▸ EXERCISE DESCRIPTION:
Your job is to write out each record exactly, leaving none out.
┌─ DATA TO USE
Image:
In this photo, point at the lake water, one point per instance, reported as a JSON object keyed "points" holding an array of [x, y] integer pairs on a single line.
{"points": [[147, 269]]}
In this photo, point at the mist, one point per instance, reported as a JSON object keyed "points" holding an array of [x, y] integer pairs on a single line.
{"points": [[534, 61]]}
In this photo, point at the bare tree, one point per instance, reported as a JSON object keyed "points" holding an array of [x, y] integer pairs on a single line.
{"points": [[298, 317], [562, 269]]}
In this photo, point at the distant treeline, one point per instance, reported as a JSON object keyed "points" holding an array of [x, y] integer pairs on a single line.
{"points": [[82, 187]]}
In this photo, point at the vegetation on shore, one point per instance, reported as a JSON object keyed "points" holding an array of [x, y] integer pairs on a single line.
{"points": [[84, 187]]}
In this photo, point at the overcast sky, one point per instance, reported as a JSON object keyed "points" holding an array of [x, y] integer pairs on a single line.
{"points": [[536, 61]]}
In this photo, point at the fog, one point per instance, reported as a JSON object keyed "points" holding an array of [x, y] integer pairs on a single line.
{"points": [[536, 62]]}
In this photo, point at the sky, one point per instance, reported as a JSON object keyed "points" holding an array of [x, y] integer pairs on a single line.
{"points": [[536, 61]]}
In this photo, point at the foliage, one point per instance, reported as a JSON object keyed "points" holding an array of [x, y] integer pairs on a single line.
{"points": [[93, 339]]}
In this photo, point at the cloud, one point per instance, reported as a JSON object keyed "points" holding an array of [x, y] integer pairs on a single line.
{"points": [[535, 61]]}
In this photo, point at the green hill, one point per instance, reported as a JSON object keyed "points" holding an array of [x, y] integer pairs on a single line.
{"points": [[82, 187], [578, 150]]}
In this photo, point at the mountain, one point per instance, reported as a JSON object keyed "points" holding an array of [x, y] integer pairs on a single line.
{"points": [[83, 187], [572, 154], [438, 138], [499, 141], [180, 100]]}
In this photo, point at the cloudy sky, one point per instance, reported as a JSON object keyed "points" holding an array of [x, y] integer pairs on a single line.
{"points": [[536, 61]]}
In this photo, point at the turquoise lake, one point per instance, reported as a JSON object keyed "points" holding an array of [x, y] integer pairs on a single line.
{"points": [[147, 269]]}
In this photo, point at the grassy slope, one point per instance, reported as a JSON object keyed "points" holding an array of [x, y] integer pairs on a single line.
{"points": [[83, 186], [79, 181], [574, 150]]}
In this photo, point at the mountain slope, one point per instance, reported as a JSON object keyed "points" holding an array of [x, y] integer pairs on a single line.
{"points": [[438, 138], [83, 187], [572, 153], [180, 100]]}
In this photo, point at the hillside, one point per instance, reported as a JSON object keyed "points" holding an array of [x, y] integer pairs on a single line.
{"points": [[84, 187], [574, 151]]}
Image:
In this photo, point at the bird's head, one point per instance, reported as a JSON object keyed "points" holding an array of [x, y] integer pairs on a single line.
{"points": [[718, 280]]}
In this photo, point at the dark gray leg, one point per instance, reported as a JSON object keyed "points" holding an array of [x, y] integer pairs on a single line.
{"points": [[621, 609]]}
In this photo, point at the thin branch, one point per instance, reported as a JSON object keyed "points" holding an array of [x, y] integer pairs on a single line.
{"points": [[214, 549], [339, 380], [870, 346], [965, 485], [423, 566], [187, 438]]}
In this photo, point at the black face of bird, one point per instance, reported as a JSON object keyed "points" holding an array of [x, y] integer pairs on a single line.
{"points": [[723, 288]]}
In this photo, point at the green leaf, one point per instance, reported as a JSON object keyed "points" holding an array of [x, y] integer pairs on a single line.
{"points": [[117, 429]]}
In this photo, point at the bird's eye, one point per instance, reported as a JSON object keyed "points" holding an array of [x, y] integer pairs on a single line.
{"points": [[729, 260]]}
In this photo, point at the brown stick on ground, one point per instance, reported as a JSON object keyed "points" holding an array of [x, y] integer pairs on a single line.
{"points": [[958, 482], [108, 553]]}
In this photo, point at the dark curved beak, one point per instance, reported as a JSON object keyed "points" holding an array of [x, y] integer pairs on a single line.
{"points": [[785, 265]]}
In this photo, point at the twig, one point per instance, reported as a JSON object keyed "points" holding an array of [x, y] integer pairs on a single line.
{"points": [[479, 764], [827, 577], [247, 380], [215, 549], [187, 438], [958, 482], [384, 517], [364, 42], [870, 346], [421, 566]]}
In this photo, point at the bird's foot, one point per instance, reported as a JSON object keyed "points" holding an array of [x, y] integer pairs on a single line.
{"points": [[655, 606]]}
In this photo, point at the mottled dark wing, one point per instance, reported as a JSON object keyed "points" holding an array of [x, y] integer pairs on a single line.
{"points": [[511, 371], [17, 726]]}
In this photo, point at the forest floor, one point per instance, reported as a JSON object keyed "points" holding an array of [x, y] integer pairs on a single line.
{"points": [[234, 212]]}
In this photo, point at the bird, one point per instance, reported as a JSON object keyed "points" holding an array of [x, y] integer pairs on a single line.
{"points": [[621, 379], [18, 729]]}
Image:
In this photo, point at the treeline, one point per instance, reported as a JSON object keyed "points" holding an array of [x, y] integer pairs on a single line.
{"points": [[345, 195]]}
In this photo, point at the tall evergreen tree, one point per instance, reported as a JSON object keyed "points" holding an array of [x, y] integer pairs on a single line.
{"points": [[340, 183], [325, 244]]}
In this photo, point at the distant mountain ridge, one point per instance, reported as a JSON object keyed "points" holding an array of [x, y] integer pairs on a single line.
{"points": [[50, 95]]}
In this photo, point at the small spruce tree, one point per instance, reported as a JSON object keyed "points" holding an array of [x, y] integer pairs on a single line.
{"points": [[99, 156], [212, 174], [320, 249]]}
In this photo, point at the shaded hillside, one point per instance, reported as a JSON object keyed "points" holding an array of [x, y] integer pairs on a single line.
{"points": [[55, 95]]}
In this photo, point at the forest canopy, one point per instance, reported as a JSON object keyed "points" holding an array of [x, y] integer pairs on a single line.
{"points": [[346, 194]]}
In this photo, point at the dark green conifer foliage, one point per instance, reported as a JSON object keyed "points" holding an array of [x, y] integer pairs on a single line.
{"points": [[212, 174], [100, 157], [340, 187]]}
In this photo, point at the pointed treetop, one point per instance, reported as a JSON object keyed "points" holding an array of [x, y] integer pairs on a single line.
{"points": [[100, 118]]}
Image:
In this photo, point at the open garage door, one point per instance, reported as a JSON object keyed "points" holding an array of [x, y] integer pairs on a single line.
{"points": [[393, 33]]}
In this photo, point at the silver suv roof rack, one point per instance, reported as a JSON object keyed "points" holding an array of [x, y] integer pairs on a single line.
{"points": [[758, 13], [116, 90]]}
└─
▸ EXERCISE RESULT:
Image:
In this photo, point at the lake water, one point per instance, reported as a JSON object keyed "points" holding an array of [x, y] integer pairs on a single line.
{"points": [[147, 269]]}
In this photo, point at the mist, one point per instance, reported as a JSON object keyed "points" holding an array of [x, y] integer pairs on a single line.
{"points": [[534, 61]]}
In this photo, point at the bare tree, one point per instance, reported as a JSON object keyed "points" holding an array of [x, y] integer pairs on a single line.
{"points": [[298, 317], [562, 269]]}
In this photo, point at the distant treeline, one point per instance, reported as a JSON object keyed "points" holding an array of [x, y] integer pairs on a single line.
{"points": [[82, 187]]}
In this photo, point at the vegetation on shore, one point per instance, reported as a JSON object keyed "points" holding an array of [x, y] integer pairs on a single line.
{"points": [[84, 187]]}
In this photo, point at the overcast sky, one point per instance, reported as a JSON object keyed "points" holding an array of [x, y] integer pairs on a single line.
{"points": [[536, 61]]}
In this photo, point at the fog, one point per instance, reported as a JSON object keyed "points" holding an array of [x, y] integer pairs on a single line.
{"points": [[536, 62]]}
In this photo, point at the sky, one point per instance, reported as a JSON object keyed "points" holding an array of [x, y] integer pairs on a single line.
{"points": [[536, 61]]}
In this photo, point at the foliage, one point per instance, reported as a JSON object keyed "points" holding an array of [x, y] integer pairs on a single line.
{"points": [[93, 339]]}
In this photo, point at the cloud, one point per instance, reported as a JSON object keyed "points" holding an array of [x, y] integer pairs on a single line.
{"points": [[535, 61]]}
In this photo, point at the green hill, one point per instance, reported as a JSON object keyed "points" holding an array of [x, y] integer pairs on a single line.
{"points": [[82, 187], [578, 150]]}
In this photo, point at the mountain, one point per instance, reported as a JSON object keyed "points" holding an array of [x, y] integer pairs on a single line.
{"points": [[83, 187], [572, 154], [438, 138], [499, 141], [180, 100]]}
In this photo, point at the cloudy sky, one point per instance, reported as a JSON object keyed "points" holding an array of [x, y] integer pairs on a single line.
{"points": [[536, 61]]}
In this photo, point at the turquoise lake, one point per instance, reported as a JSON object keyed "points" holding an array of [x, y] integer pairs on a single line.
{"points": [[147, 269]]}
In this photo, point at the grassy slope, one point per instance, reported as a JSON object keyed "points" holding an array of [x, y] integer pairs on a single line.
{"points": [[83, 186], [79, 181], [574, 150]]}
In this photo, point at the mountain slope, one point per instance, reported as a JSON object keyed "points" holding an array of [x, y] integer pairs on a single line.
{"points": [[438, 138], [83, 187], [572, 153], [180, 100]]}
In this photo, point at the hillside, one point per instance, reported as a JSON object keyed "points" holding an array of [x, y] integer pairs on a single line.
{"points": [[84, 187], [574, 151]]}
Image:
In this photo, point at the bird's head, one point per instance, reported as a JSON object keyed "points" holding an array of [x, y] integer pairs on a single line.
{"points": [[718, 280]]}
In this photo, point at the dark gray leg, one point per instance, reported as a JSON object keyed "points" holding an array of [x, y] integer pairs on a single line.
{"points": [[621, 609]]}
In this photo, point at the thin branch, one point per instance, reported as a JSON object keyed "points" holding an array of [x, y] integer pairs on a single line.
{"points": [[214, 549], [339, 380], [870, 346], [965, 485], [423, 566], [187, 438]]}
In this photo, point at the black face of bird, one point per instance, reported as a JSON object keyed "points" holding an array of [x, y] integer pairs on a single line.
{"points": [[723, 288]]}
In this photo, point at the green leaf, one point per instance, reported as a JSON object keyed "points" holding an array of [x, y] integer pairs on a single line.
{"points": [[117, 429]]}
In this photo, point at the bird's eye, one point per instance, reported as a JSON object keyed "points" holding an array of [x, y] integer pairs on a single line.
{"points": [[729, 260]]}
In this photo, point at the brown stick on ground, one point per instance, reported as a JSON object keyed "points" holding an array of [x, y] integer pairs on a single line.
{"points": [[958, 482], [108, 553]]}
In this photo, point at the dark curved beak, one point per instance, reported as a JSON object keyed "points" holding an array of [x, y] integer pairs on a single line.
{"points": [[785, 265]]}
In this photo, point at the twig, one point per instance, reported as a JSON object keyed "points" holding an array of [x, y] integer pairs on a single line.
{"points": [[479, 764], [827, 577], [247, 380], [215, 549], [187, 438], [958, 482], [384, 517], [364, 42], [870, 346], [421, 566]]}
In this photo, point at the bird's foot, one point per instance, reported as a JSON object keyed "points" holding an array of [x, y] integer pairs on a single line.
{"points": [[655, 606]]}
In this photo, point at the mottled dark wing, one point per instance, reported as a JSON object keyed "points" holding an array of [x, y] integer pairs on a single line.
{"points": [[511, 371], [17, 726]]}
In this photo, point at the forest floor, one point per instance, reported as a JSON object keyed "points" holding an array of [x, y] integer pairs on a single line.
{"points": [[234, 212]]}
In this photo, point at the bird, one point per instance, reported as a JSON object keyed "points" holding an array of [x, y] integer pairs on a single line.
{"points": [[621, 379], [18, 729]]}
Image:
In this photo, point at the treeline, one point per instance, reported as a JSON object keyed "points" holding an array of [x, y] integer pairs on a single line.
{"points": [[345, 195]]}
In this photo, point at the tall evergreen tree, one point per instance, reported as a JSON object keyed "points" holding an array of [x, y] integer pairs on a single line.
{"points": [[340, 183], [325, 244]]}
In this photo, point at the distant mountain ridge, one point per instance, reported as a JSON object keyed "points" holding an array of [x, y] integer pairs on a single line.
{"points": [[50, 95]]}
In this photo, point at the small spruce tree, one point per instance, reported as a JSON object keyed "points" holding an array of [x, y] integer pairs on a single line.
{"points": [[99, 156], [212, 174], [320, 249]]}
In this photo, point at the shaded hillside, one point per instance, reported as a JSON object keyed "points" holding an array of [x, y] integer pairs on a single line.
{"points": [[55, 95]]}
In this photo, point at the forest canopy, one point per instance, reported as a JSON object keyed "points" holding an array of [x, y] integer pairs on a single line.
{"points": [[346, 194]]}
In this photo, point at the dark green conifer foliage, one point per instance, reported as a JSON object keyed "points" holding an array of [x, y] integer pairs on a single line.
{"points": [[212, 174], [100, 157], [340, 187]]}
In this photo, point at the pointed treetop, one point per instance, reported as a JSON object keyed "points" holding an array of [x, y] integer pairs on a single line.
{"points": [[100, 118]]}
Image:
In this photo, point at the open garage door, one point per instance, reported as a JSON object keyed "points" holding an array of [x, y] integer pairs on a single line.
{"points": [[393, 33]]}
In this photo, point at the silver suv roof rack, one point per instance, reported as a JSON object keyed "points" holding an array of [x, y] integer pairs on a single line.
{"points": [[758, 13], [116, 90]]}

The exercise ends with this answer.